• Your objective:
Exactly reproduce the lines beginning with the line that includes "target | orange door frame" and ending with the last line of the data.

Data listing
══════
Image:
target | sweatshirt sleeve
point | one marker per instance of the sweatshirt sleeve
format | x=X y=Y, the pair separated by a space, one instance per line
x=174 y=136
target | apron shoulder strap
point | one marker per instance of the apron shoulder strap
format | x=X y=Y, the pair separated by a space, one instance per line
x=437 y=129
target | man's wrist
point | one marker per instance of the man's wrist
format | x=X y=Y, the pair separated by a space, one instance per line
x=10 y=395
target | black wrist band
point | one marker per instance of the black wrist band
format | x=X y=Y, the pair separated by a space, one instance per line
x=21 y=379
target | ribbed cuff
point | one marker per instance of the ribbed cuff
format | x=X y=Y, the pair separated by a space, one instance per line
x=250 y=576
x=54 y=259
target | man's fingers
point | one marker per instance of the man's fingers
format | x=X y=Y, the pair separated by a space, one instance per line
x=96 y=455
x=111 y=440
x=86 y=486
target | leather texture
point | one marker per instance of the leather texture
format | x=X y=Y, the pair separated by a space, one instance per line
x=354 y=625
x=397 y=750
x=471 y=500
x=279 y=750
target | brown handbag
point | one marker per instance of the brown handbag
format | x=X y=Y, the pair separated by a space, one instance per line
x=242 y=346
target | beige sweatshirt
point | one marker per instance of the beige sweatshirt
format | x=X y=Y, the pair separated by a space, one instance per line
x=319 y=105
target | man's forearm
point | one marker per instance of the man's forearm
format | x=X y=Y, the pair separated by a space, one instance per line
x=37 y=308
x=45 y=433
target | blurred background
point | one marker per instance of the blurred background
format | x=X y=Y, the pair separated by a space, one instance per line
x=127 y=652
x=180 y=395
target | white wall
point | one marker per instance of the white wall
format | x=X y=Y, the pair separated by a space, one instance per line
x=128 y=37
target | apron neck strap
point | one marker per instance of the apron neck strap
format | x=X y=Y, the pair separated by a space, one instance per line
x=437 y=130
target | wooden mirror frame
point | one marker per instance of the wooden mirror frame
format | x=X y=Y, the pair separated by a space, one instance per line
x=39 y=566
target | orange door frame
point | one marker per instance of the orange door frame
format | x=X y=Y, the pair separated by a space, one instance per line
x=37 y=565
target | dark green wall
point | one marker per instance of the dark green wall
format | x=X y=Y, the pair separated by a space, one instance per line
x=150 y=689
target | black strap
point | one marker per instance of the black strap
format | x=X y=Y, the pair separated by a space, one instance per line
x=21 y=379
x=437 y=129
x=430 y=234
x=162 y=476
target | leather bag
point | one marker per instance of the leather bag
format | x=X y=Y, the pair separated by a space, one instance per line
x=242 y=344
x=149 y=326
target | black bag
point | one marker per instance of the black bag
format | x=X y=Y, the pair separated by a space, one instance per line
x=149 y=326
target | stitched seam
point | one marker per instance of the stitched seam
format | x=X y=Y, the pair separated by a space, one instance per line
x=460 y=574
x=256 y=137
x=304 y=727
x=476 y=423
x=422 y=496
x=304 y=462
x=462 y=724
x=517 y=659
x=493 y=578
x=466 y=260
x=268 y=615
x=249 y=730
══════
• Exercise output:
target | orange door frame
point | one marker per instance of the orange door frame
format | x=X y=Y, the pair separated by a space, one instance per line
x=37 y=565
target | dark green wall
point | one marker per instance of the dark green wall
format | x=X y=Y, the pair separated by a space, one instance per line
x=150 y=689
target | black strap
point | one marker per instance of the black strap
format | x=X y=Y, the pair separated by a space, one instance per line
x=21 y=379
x=437 y=129
x=430 y=234
x=162 y=476
target | leather bag
point | one marker per instance of the leather bag
format | x=X y=Y, the pair separated by a space, one instance per line
x=242 y=344
x=149 y=326
target | black bag
point | one marker per instance of the black bag
format | x=X y=Y, the pair separated by a space, one instance per line
x=149 y=326
target | stitched seam
point | one marker per instance of the stitched seam
format | x=X y=Y, the pair separated by a space, one instance per line
x=460 y=574
x=256 y=137
x=304 y=727
x=476 y=423
x=422 y=496
x=304 y=462
x=462 y=724
x=517 y=659
x=493 y=578
x=466 y=260
x=268 y=615
x=249 y=730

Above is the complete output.